→ TEKS SUMBER:

*****

Marilah kita bersyukur, sampai saat ini kita masih mendapat hidayah berupa
keislaman dan keimanan. Kita minimal dalam sehari mengucapkan, sebanyak tujuh
belas kali, itu artinya kita berdoa kepada Alloh agar ditetapkan dalam kondisi
muslim sampai ajal merenggut nyawa.
Nikmat yang paling besar yang tidak ada bandinganya adalah Islam, namun kadang
kala kita itu lebih mengedepankan syukur atas datangnya rizki atau
anugerah-anugerah lain yang lebih kasat mata. Padahal sebenarnya tidak ada
nikmat yang lebih besar dari pada nikmat Islam. Sayyidina Ali Karramallahu
wajhah berkata: “Nikmat yang paripurna adalah mati dalam kondisi Islam.”
Para ulama dan wali juga selalu berdoa agar mereka meninggal dalam menetapi
keadaan Islam. “Wahai Tuhan yang Maha Agung dan Mulya, matikanlah kami dalam Agama Islam.” Bahkan ada sebagian orang yang selama hidupnya selalu berdoa, “Wahai Tuhan kami, keluarkanlah kami dari dunia dalam kondisi Islam.”
Seseorang walaupun bergelimang dosa tapi kalau matinya menetapi Islam itu
berarti harapanya masih ada. Meski ia harus terlebih dahulu merasakan api
neraka dalam masa ratusan tahun sekalipun, ia pada akhirnya akan masuk surga
dan langgeng di dalamnya.

*****

→ Sebagian data:
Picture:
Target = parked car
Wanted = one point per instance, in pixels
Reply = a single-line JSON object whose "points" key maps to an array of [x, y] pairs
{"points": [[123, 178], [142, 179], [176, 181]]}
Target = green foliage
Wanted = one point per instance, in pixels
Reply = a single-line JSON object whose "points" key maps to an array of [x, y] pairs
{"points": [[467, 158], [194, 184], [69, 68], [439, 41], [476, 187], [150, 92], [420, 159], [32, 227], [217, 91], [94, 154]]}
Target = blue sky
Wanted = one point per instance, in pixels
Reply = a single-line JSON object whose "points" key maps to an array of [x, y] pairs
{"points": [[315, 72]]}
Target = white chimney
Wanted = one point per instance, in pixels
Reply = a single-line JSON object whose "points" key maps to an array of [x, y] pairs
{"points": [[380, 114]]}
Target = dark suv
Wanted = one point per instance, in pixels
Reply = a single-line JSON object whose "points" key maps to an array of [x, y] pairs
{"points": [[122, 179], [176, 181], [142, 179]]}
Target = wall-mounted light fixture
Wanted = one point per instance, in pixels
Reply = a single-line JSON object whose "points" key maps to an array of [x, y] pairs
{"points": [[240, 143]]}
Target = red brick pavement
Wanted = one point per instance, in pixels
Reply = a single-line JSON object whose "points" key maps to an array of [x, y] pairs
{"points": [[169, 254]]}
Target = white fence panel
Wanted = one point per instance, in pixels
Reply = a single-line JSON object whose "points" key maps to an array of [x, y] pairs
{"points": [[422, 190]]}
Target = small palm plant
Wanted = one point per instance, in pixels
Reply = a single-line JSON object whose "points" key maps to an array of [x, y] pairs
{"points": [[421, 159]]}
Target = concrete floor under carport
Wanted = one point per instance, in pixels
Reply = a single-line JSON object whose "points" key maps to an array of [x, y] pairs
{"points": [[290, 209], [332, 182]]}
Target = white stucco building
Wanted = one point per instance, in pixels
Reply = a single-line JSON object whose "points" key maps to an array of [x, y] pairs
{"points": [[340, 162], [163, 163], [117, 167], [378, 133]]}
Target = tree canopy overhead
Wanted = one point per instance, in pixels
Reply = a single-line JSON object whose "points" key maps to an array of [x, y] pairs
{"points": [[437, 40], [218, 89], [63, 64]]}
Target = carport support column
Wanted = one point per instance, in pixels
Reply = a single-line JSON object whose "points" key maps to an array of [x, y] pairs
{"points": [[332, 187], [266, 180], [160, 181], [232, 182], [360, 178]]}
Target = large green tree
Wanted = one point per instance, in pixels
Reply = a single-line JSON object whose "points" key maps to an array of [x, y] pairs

*****

→ TUJUAN TUGAS 1:
Suntinglah teks tentang nikmat Islam dengan menuliskan kembali bagiannya dari "Marilah kita bersyukur, sampai" sampai "ajal merenggut nyawa.", dan gantilah "hidayah" dengan "petunjuk".
→ TUJUAN TUGAS 2:
Sebutkan semua kalimat dalam teks tentang nikmat Islam yang ditulis di antara tanda kutip.

→ PENYELESAIAN TUGAS 1:
Marilah kita bersyukur, sampai saat ini kita masih mendapat petunjuk berupa
keislaman dan keimanan. Kita minimal dalam sehari mengucapkan, sebanyak tujuh
belas kali, itu artinya kita berdoa kepada Alloh agar ditetapkan dalam kondisi
muslim sampai ajal merenggut nyawa.

→ PENYELESAIAN TUGAS 2:
1. “Nikmat yang paripurna adalah mati dalam kondisi Islam.”
2. “Wahai Tuhan yang Maha Agung dan Mulya, matikanlah kami dalam Agama Islam.”
3. “Wahai Tuhan kami, keluarkanlah kami dari dunia dalam kondisi Islam.”